▸ Text shown
————————

Sinners in Need of the Blood

(Mild spoilers for the movie Sinners.)

Movies aren’t meant to be content. I think the Netflix era has made us forget that. They’re not like podcasts or lo-fi music, things we passively ingest while we do the laundry or finish our homework. That kind of media has its place, but movies are different. Movies are intentional, multi-sensory experiences that are worthy of our full attention.

That’s why I like watching movies in theaters. At home, I have a hard time sitting long enough to enjoy a movie in one sitting. Chalk it up to ADHD, the myriad chores around the apartment, or the infinite other stimuli the internet puts at my fingertips. But in a movie theater, I’m more than happy to stay riveted to my seat for two hours or longer. I love the ceremony of getting popcorn and soda, like I’m getting wine and bread for communion, less with the Holy Spirit and more with the human spirit.

I’ve been telling friends and strangers alike that you need to see Ryan Coogler’s Sinners in the movie theaters while you can, because it’s a reminder of why movie theaters exist in the first place. If you’ve seen the trailer, you know what it’s about: two fraternal gangsters known as the Smokestack Twins return from 1930’s Chicago to start a juke joint in their hometown of Clarksdale, Mississippi. In doing so, they radically alter the life of their cousin Sammie, a guitar-slinging blues prodigy, while enticing a terrifying trio of music-hungry vampires out of the Delta darkness.

When I say this movie should be seen in theaters, I’m thinking of the scene where Sammie first plays his first song. As his music swells, the camera circles the juke joint in one continuous, mesmerizing shot. As it does, spirits from the past and future of the blues appear, from modern hip-hop to African folk music, weaving fluidly into each other, and growing with such intensity that the juke joint erupts in metaphysical flames. Rarely do I drop my jaw in any literal sense, but that scene had me breathless. It’s one thing for a movie to say that music has otherworldly power. It’s another thing to make you feel that power in your bones. And I can’t imagine that feeling happening on a flat-screen TV in my living room, knowing there are dirty dishes in the sink.

There are elements of this movie that steal the air from my lungs even in retrospect. For example, if you told me that Michael B. Jordan had a twin and was not, in fact, playing two people in this movie, I would have believed you. When the Smokestack Twins are introduced, they exchange a cigarette, and my thought was, “Wow, that was really seamless.” From that moment forward, I forgot they were one actor, as if they had just hypnotized me with a close-up magic trick.

————————

▸ Data for analysis
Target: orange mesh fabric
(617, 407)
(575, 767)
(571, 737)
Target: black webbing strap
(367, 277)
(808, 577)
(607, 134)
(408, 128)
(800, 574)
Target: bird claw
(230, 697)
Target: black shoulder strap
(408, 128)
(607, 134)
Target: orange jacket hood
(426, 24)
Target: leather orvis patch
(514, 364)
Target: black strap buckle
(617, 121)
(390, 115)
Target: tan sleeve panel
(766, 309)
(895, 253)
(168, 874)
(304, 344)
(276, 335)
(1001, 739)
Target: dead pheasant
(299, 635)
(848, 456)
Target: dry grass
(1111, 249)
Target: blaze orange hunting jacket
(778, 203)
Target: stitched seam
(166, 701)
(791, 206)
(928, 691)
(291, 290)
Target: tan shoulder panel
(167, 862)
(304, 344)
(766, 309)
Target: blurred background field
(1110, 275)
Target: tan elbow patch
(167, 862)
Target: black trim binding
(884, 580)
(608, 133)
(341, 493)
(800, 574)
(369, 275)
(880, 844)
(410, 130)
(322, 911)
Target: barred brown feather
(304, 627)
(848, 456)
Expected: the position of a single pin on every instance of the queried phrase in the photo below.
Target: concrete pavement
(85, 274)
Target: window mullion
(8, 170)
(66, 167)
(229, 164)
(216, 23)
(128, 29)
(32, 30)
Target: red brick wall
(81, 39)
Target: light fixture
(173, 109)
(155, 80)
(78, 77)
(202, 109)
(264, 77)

————————

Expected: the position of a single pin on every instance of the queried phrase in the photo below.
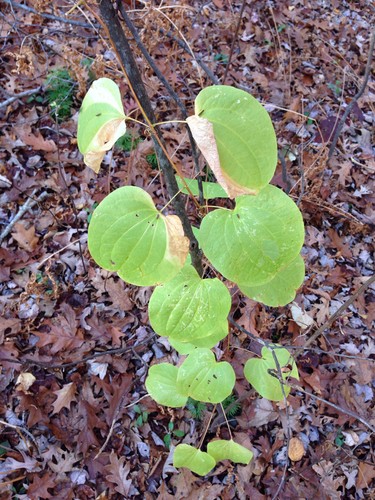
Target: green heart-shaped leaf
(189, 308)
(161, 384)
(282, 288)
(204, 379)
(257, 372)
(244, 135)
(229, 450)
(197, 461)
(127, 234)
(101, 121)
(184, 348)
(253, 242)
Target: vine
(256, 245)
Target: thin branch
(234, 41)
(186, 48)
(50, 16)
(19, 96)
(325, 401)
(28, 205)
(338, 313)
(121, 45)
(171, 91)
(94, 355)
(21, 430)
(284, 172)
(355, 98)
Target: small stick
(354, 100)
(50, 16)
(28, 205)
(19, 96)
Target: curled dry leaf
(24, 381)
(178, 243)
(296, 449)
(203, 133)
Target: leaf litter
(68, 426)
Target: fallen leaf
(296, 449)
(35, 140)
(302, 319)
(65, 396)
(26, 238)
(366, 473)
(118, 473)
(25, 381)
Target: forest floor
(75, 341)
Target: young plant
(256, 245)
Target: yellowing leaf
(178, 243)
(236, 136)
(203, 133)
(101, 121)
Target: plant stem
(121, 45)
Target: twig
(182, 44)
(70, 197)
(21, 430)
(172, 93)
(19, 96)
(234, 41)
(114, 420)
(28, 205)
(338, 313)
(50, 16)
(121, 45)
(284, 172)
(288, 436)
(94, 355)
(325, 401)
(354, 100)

————————

▸ Work task A
Update the Sinners essay from "That’s why I" up to and including "the human spirit.", putting "nachos and lemonade" in place of "popcorn and soda".
▸ Work task B
Go on with the Sinners essay, picking up after its last sentence.
These records have nothing to do with the Sinners essay.

▸ Answer box A
That’s why I like watching movies in theaters. At home, I have a hard time sitting long enough to enjoy a movie in one sitting. Chalk it up to ADHD, the myriad chores around the apartment, or the infinite other stimuli the internet puts at my fingertips. But in a movie theater, I’m more than happy to stay riveted to my seat for two hours or longer. I love the ceremony of getting nachos and lemonade, like I’m getting wine and bread for communion, less with the Holy Spirit and more with the human spirit.

▸ Answer box B
Honestly, the acting was magic in general. I could’ve watched Delroy Lindo deliver hours’ worth of monologues. Wunmi Mosaku and Hailee Steinfeld were as perfect as tightrope walkers. And the fact that Miles Caton could anchor the film as Sammie with such tenderness and sincerity, while learning competent blues guitar, in his first acting role ever, is a testament to his own artistic prodigy.

The character I can’t stop thinking about is the vampire Remmick, and the relationship of vampirism to Whiteness in this movie. It would’ve fit the narrative alright if Coogler had made his vampires overt White racists, like the clan member that sells the juke joint to the twins. Instead, he made Remmick an Irish American, old enough to have endured centuries of oppression at the hands of the English. He’s sympathetic to the plight of Black Americans, but his remedy for their pain—the vampire transformation—is nothing more than a living death. It may offer them unity and power under the guise of “fellowship and love,” but it ultimately incarcerates the soul.

You can hear Remmick’s own soul crying out from its prison, as he dances a jig and sings a raucous, haunting rendition of “Rocky Road to Dublin,” trying to coax his victims to let him into the juke joint. The metaphor for Whiteness is as subtle as a stake through the heart. It’s a consumptive force that can only devour, imitate, and suppress, and it’s worth exposing to the sunlight, to let its power wither, so we can all reclaim what’s been taken from us.

See Sinners in theaters if you can. Be bathed in the blood.